What is expected: Which lines of the entries below contain the word "head"? Extract each of those lines in full.
◆ ◆ ◆
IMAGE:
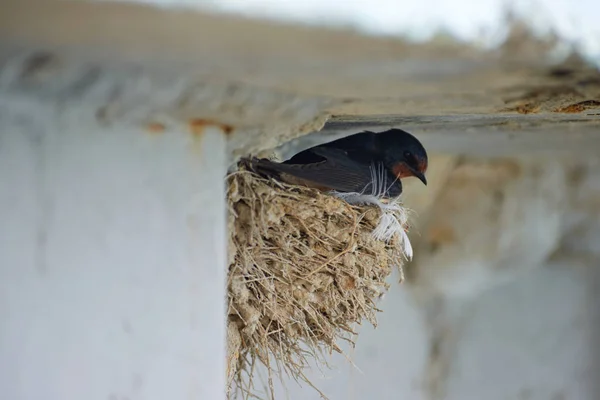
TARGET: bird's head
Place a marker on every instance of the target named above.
(404, 154)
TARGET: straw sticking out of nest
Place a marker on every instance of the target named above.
(304, 268)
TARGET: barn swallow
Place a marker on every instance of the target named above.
(366, 162)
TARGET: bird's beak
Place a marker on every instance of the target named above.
(420, 176)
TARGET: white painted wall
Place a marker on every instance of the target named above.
(112, 258)
(531, 339)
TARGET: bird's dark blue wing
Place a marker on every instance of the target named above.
(336, 172)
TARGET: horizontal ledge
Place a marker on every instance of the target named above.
(478, 135)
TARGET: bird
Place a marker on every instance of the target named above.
(366, 163)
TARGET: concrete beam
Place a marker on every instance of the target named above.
(493, 135)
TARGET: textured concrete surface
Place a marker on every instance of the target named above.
(487, 311)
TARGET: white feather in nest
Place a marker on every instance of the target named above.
(393, 218)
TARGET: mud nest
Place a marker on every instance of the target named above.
(304, 269)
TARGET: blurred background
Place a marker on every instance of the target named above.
(501, 300)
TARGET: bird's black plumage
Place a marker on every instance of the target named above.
(365, 162)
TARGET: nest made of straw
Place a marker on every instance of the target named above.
(304, 267)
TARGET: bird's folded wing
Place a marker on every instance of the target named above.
(336, 172)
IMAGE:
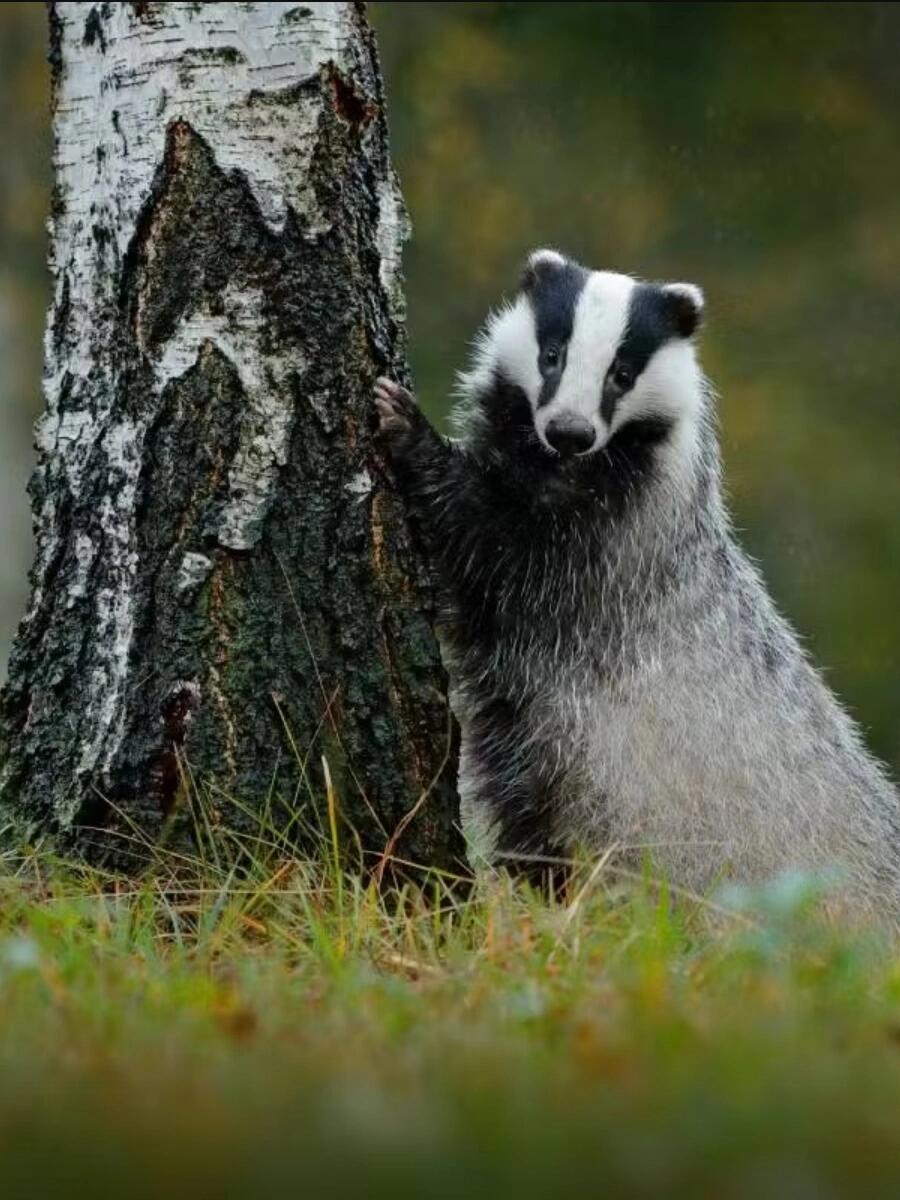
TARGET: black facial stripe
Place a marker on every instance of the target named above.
(649, 327)
(553, 289)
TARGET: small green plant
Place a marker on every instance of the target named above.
(249, 1023)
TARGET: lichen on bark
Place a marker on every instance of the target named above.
(223, 574)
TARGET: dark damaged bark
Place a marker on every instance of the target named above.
(223, 579)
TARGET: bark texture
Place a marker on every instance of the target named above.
(223, 576)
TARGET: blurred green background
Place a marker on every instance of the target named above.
(753, 149)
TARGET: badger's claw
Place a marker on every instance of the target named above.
(396, 407)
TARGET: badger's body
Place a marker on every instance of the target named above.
(619, 672)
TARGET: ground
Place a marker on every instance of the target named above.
(285, 1030)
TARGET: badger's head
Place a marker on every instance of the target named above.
(580, 358)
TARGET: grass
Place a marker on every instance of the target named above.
(285, 1030)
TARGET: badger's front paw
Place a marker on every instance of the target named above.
(397, 413)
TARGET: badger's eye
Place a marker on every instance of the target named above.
(623, 376)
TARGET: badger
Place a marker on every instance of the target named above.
(622, 678)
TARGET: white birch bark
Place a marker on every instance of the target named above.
(222, 180)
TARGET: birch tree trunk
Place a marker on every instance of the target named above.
(222, 576)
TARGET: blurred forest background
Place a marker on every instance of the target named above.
(753, 149)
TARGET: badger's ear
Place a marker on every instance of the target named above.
(684, 307)
(538, 265)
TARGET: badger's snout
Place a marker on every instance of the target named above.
(569, 433)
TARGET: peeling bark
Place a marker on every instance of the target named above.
(223, 576)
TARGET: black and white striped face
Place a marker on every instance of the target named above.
(592, 352)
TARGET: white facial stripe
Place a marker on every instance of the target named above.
(600, 321)
(508, 342)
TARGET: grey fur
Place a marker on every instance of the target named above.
(659, 701)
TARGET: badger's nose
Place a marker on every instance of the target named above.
(569, 435)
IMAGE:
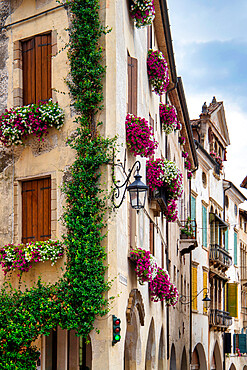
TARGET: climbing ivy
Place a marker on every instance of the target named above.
(79, 296)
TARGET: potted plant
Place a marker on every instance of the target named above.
(168, 118)
(34, 119)
(143, 12)
(139, 136)
(187, 231)
(146, 266)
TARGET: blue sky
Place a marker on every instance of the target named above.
(210, 47)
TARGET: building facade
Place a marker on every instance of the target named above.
(34, 68)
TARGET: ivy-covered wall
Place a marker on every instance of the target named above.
(75, 300)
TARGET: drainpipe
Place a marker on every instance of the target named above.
(224, 218)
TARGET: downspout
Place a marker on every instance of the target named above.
(224, 216)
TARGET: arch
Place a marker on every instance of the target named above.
(150, 348)
(135, 300)
(199, 358)
(132, 344)
(184, 361)
(216, 361)
(173, 365)
(161, 356)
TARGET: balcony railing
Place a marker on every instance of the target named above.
(219, 256)
(220, 319)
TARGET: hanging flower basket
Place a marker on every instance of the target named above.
(168, 118)
(143, 12)
(18, 123)
(139, 136)
(217, 158)
(146, 266)
(22, 256)
(157, 71)
(181, 140)
(161, 172)
(162, 289)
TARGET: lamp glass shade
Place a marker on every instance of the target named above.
(138, 191)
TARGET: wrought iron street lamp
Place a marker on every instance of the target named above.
(137, 190)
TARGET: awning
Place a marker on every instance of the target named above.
(215, 218)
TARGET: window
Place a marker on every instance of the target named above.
(232, 292)
(226, 239)
(132, 85)
(204, 180)
(205, 286)
(204, 226)
(235, 248)
(151, 238)
(36, 210)
(36, 65)
(194, 288)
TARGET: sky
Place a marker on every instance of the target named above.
(210, 48)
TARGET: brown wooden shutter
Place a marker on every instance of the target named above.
(36, 210)
(232, 292)
(36, 58)
(132, 85)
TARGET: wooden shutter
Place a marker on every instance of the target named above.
(36, 210)
(204, 226)
(226, 239)
(232, 299)
(151, 238)
(194, 288)
(235, 248)
(205, 285)
(132, 85)
(36, 59)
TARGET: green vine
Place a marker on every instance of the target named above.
(79, 296)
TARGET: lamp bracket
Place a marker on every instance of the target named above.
(117, 187)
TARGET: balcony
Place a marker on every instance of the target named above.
(158, 199)
(219, 257)
(188, 232)
(219, 320)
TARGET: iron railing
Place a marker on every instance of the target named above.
(220, 255)
(220, 318)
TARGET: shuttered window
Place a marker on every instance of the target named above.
(132, 85)
(36, 64)
(232, 292)
(204, 226)
(235, 248)
(194, 288)
(226, 239)
(205, 285)
(36, 210)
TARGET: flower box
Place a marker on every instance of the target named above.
(139, 136)
(34, 119)
(157, 69)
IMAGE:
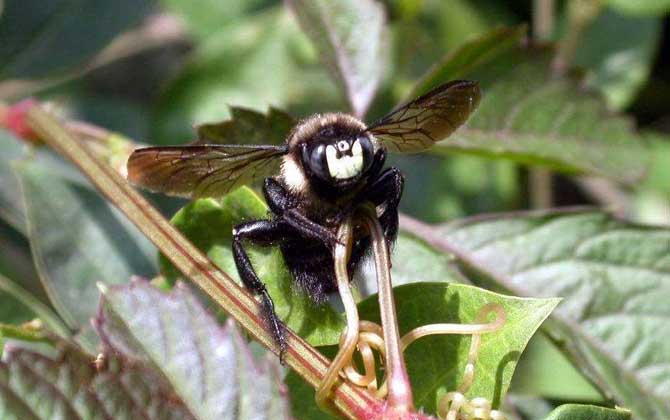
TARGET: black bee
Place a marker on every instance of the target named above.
(330, 165)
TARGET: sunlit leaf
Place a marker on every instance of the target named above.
(436, 364)
(614, 276)
(351, 36)
(247, 126)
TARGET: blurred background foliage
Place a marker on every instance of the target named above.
(152, 69)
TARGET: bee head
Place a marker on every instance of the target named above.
(338, 161)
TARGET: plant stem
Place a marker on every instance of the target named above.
(350, 339)
(354, 403)
(399, 388)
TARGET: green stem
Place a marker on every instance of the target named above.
(353, 402)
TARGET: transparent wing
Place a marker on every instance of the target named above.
(420, 123)
(201, 170)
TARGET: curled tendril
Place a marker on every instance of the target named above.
(453, 405)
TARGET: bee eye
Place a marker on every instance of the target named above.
(315, 159)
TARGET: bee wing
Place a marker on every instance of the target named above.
(420, 123)
(201, 170)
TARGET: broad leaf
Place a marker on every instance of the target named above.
(253, 64)
(435, 364)
(588, 412)
(19, 305)
(247, 126)
(209, 368)
(640, 7)
(352, 38)
(614, 276)
(66, 384)
(11, 209)
(78, 239)
(208, 223)
(563, 381)
(529, 115)
(52, 36)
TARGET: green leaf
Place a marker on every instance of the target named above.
(436, 364)
(204, 18)
(588, 412)
(78, 239)
(352, 39)
(247, 126)
(210, 368)
(530, 116)
(65, 384)
(470, 55)
(53, 36)
(252, 64)
(544, 371)
(614, 276)
(23, 306)
(640, 7)
(620, 51)
(11, 210)
(208, 223)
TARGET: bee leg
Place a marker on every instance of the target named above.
(387, 190)
(279, 202)
(260, 232)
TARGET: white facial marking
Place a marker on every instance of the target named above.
(293, 175)
(344, 167)
(343, 146)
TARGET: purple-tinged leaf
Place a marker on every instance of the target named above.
(210, 368)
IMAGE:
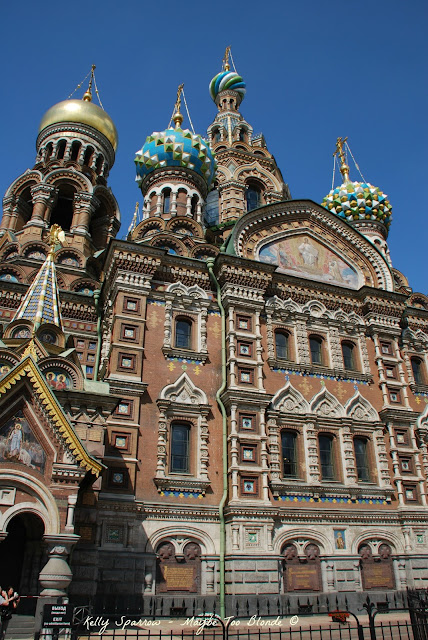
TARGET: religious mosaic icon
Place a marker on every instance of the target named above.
(19, 444)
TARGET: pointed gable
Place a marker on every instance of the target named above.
(28, 369)
(327, 405)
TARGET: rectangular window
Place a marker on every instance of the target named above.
(406, 465)
(248, 453)
(129, 332)
(180, 440)
(401, 437)
(394, 396)
(120, 441)
(289, 453)
(118, 478)
(245, 349)
(410, 494)
(326, 457)
(249, 486)
(124, 408)
(390, 372)
(361, 459)
(386, 348)
(126, 361)
(243, 323)
(247, 422)
(245, 376)
(131, 305)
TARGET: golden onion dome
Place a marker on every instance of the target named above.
(84, 112)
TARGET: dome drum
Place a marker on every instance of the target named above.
(72, 132)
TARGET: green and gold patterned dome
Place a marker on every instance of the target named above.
(175, 148)
(359, 201)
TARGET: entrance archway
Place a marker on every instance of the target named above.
(22, 553)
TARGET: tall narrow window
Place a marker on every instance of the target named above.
(61, 149)
(212, 208)
(348, 352)
(289, 453)
(180, 439)
(167, 200)
(253, 197)
(417, 370)
(183, 334)
(326, 457)
(362, 460)
(315, 344)
(281, 344)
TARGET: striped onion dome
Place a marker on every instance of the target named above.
(227, 80)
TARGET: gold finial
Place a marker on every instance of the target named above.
(226, 65)
(56, 236)
(344, 168)
(177, 117)
(87, 97)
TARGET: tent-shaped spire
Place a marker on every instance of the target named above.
(41, 302)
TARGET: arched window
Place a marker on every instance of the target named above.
(417, 370)
(194, 205)
(179, 449)
(315, 344)
(183, 334)
(49, 151)
(61, 149)
(75, 150)
(289, 453)
(99, 164)
(362, 459)
(281, 344)
(87, 158)
(63, 211)
(166, 200)
(325, 443)
(348, 352)
(253, 196)
(212, 208)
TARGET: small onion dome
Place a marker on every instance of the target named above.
(83, 112)
(227, 80)
(175, 148)
(357, 201)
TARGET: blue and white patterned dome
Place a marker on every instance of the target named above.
(175, 148)
(357, 201)
(227, 80)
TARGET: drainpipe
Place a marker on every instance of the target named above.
(210, 264)
(97, 294)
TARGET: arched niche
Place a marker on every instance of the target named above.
(178, 567)
(377, 572)
(302, 571)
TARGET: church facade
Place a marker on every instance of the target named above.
(231, 403)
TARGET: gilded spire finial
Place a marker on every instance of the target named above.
(226, 65)
(177, 117)
(344, 168)
(87, 97)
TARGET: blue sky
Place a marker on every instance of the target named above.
(314, 71)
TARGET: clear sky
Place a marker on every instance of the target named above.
(314, 70)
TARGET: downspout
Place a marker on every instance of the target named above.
(97, 294)
(210, 264)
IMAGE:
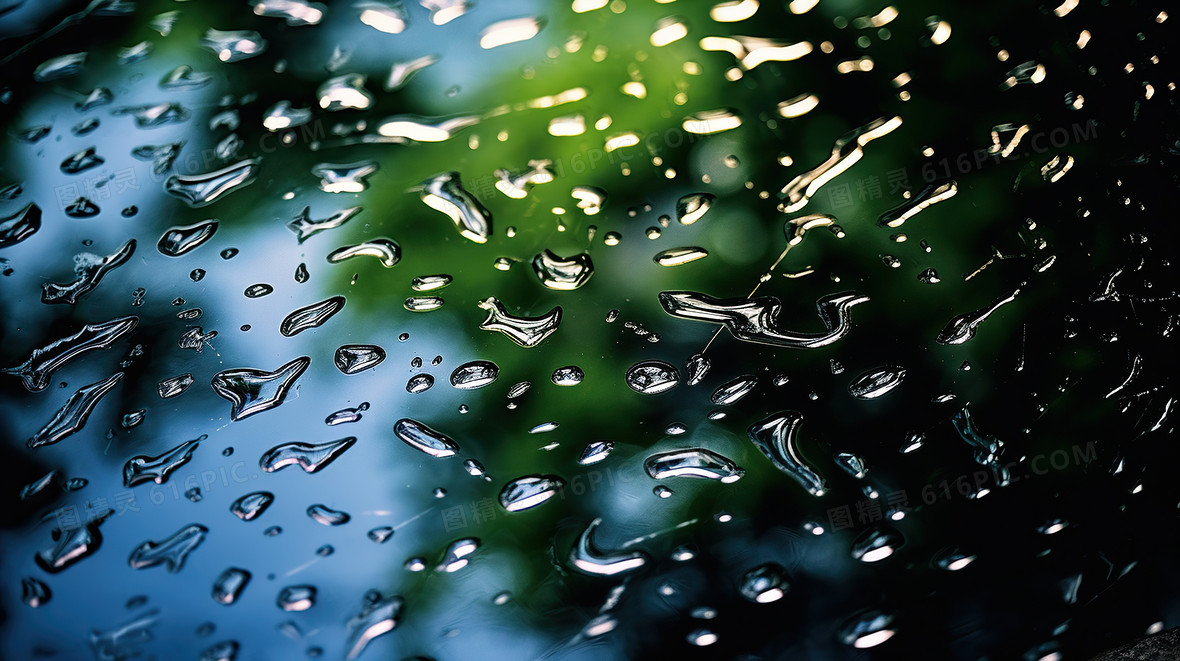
◆ ◆ ◆
Reply:
TARGET: bird's head
TARGET: badger's head
TARGET: bee head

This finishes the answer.